■ Tasks to carry out ■
(A) Answer these questions about the forum thread on winter fly fishing, one answer per line, marked (i), (ii) and (iii):
(i) What rod weight did the first poster move up to for the wind?
(ii) Which three flies does Worm Drowner call good trout flies?
(iii) On which body of water is the January outing to be held?
(B) Extend the forum thread on winter fly fishing, picking up after its final post.

==== Document

# forgoing conventional tackle in favor of flyfishing this winter



## jmhall87 (Jan 21, 2013)

So as far as my winter wading for big trout this season I'm thinking of skipping the corkies and throwing big offshore fly patterns. I recently posted about moving up to a 9 weight rod for the sake of battleing the wind we get here on the upper coast( yeah I'm sure ya'll get it down south too). Does anybody else do this? if you do what do you use? I've had great success fly fishing in freshwater and have been attemping it in the salt for 2 years now with 0 luck with the exception of one flounder not really sure what I'm doing so wrong as my techniques seem to work else where. I'd really like to go wading with another fly guy this season and maybe try to learn some more stuff on the subject. Anybody wanna do some fly fishing?


----------



## jmhall87 (Jan 21, 2013)

*reply*

also I might ask that does anyone use cold water line for fishing in winter even down here?


----------



## Worm Drowner (Sep 9, 2010)

I don't worry about the cold water line. I might consider a sink tip in the surf, though it's not necessary. Seaducers, Deceivers and especially Clousers are all good trout flies.

Don't be discouraged by your lack of success. You are correct in seeking out someone with salt experience. It is tough switching from fresh to salt fly fishing. A good way to find experienced salties is getting involved with your local fly fishing club. Don't know where you are located, but here in Houston, http://www.texasflyfishers.org/index.html is the local group. We have monthly outings, both fresh and salt, which give an opportunity to share tips.


----------



## jmhall87 (Jan 21, 2013)

*reply*

I'm in Beaumont I'll check out the site to see if they have a local chapter.


----------



## Worm Drowner (Sep 9, 2010)

We are pretty much Greater Houston. You might check out http://texascouncilifff.com/ and see if they have any folks out your way. I didn't see any Beaumont area clubs listed. We are having an outing on Sabine Lake in January. If you'd like to join us for it, you'd be welcome. Check the site or PM me for more info later in December.

========
==== Records

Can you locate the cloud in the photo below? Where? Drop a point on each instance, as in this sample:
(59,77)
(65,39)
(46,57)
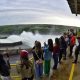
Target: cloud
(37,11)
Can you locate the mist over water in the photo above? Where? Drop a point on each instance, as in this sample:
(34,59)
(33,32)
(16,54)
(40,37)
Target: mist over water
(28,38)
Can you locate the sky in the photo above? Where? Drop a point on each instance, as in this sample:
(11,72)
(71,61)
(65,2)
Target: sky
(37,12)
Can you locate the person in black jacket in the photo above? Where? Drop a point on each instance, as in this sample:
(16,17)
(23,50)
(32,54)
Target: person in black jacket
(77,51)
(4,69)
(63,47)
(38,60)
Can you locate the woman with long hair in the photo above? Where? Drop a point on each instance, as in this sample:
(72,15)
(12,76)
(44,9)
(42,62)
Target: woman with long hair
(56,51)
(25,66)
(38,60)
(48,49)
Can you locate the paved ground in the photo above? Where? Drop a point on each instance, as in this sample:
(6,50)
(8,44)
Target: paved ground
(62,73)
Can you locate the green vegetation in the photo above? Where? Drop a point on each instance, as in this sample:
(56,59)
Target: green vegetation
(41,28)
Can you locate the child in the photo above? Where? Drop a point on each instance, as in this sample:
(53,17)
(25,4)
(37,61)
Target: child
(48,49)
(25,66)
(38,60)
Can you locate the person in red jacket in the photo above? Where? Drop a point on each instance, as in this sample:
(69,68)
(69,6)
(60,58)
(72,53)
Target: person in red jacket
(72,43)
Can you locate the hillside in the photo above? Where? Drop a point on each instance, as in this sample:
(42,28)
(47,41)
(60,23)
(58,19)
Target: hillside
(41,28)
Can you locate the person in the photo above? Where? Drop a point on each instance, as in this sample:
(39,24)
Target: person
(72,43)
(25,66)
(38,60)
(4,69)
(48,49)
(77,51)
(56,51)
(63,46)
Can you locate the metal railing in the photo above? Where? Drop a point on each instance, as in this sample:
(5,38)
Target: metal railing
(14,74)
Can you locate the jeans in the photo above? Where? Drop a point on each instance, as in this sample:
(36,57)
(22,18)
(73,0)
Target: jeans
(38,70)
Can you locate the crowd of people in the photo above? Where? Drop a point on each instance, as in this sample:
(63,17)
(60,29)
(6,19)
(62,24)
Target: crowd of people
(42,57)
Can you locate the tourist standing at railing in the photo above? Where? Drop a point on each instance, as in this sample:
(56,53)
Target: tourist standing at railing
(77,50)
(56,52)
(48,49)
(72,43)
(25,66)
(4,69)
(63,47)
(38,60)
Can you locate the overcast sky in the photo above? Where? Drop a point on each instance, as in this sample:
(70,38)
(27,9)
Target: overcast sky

========
==== Records

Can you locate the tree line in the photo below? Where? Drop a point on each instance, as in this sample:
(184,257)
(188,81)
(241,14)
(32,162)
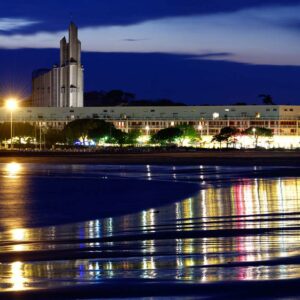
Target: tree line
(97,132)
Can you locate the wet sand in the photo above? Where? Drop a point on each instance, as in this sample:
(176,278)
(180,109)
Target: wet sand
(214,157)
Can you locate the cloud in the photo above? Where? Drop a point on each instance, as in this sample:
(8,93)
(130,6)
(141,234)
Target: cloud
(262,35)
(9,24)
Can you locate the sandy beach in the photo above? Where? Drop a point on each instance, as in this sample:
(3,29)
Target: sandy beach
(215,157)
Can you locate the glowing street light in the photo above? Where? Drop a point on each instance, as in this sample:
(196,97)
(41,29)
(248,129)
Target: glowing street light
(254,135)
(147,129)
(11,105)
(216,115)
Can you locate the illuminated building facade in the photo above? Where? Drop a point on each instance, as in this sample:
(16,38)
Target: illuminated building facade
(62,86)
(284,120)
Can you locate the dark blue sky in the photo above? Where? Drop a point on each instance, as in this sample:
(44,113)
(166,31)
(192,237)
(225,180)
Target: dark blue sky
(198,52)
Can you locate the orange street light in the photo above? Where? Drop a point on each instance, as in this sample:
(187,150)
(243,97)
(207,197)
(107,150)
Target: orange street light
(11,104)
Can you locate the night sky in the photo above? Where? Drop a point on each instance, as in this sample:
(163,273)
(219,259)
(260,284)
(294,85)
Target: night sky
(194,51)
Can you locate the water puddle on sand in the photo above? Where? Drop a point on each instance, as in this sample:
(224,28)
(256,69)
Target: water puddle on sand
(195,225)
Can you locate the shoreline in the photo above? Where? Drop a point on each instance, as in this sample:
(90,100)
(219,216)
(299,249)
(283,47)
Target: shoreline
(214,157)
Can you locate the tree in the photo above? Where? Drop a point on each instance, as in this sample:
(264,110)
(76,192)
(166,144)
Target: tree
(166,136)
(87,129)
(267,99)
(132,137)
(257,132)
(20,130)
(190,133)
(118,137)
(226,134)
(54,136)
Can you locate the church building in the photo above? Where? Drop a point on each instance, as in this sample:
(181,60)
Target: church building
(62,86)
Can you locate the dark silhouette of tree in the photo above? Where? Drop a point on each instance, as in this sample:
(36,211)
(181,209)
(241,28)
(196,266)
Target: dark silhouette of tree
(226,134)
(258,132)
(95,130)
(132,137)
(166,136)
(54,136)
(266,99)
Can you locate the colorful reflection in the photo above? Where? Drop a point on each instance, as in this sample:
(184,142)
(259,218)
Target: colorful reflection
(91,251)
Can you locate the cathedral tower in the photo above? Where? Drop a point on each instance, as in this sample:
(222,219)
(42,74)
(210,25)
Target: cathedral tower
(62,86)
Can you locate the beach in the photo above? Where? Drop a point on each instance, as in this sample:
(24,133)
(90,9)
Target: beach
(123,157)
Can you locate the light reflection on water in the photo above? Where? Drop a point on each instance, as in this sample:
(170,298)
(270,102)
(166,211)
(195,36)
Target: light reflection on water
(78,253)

========
==== Records

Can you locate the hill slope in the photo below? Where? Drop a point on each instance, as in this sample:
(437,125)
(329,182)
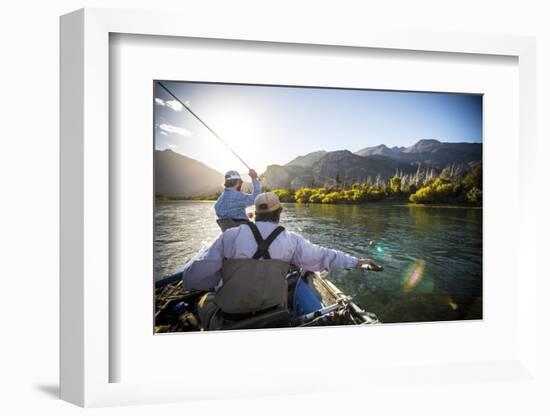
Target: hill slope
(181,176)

========

■ Responses per task ■
(A)
(i) A 9 weight rod.
(ii) Seaducers, Deceivers and Clousers.
(iii) Sabine Lake.

(B)
----------



## Mason m (Aug 7, 2011)

I use a 9wt rod for trout fishing since I like throwing big seaducers and clousers. Depending on the water depth you might consider buying one of Rio's 10ft sinking leaders that is the same material as flyline and has a piece of 25lb leader coming out the end of it. It connects to your regular flyline in a loop to loop connection. I believe they are normally used for salmon fishing but great for deap water trout. Remember the big girls aren't always deep though I hooked into a 7+ pound trout in about 2ft of water a couple weekends ago on a 6wt, ended up loosing her about 10ft from me!


----------



## Mason m (Aug 7, 2011)

You can buy these leaders for saltwater too off of rios website. They are called versileaders.


----------



## jmhall87 (Jan 21, 2013)

*reply*

thanks for the tip what 9 wt do you use pondering the idea of picking up one tomorrow my 8wt tfo pro is just a little slow to punch through the wind


----------



## Worm Drowner (Sep 9, 2010)

If you really want a moderately priced fast action rod, try a TFO TiCrx. If you want to tone it down a little, the TFO Mangrove is nice. I have a Mangrove as my backup rod. My primary is a Sage Xi3, which I love, but I keep breaking.....sad_smiles


----------



## Mason m (Aug 7, 2011)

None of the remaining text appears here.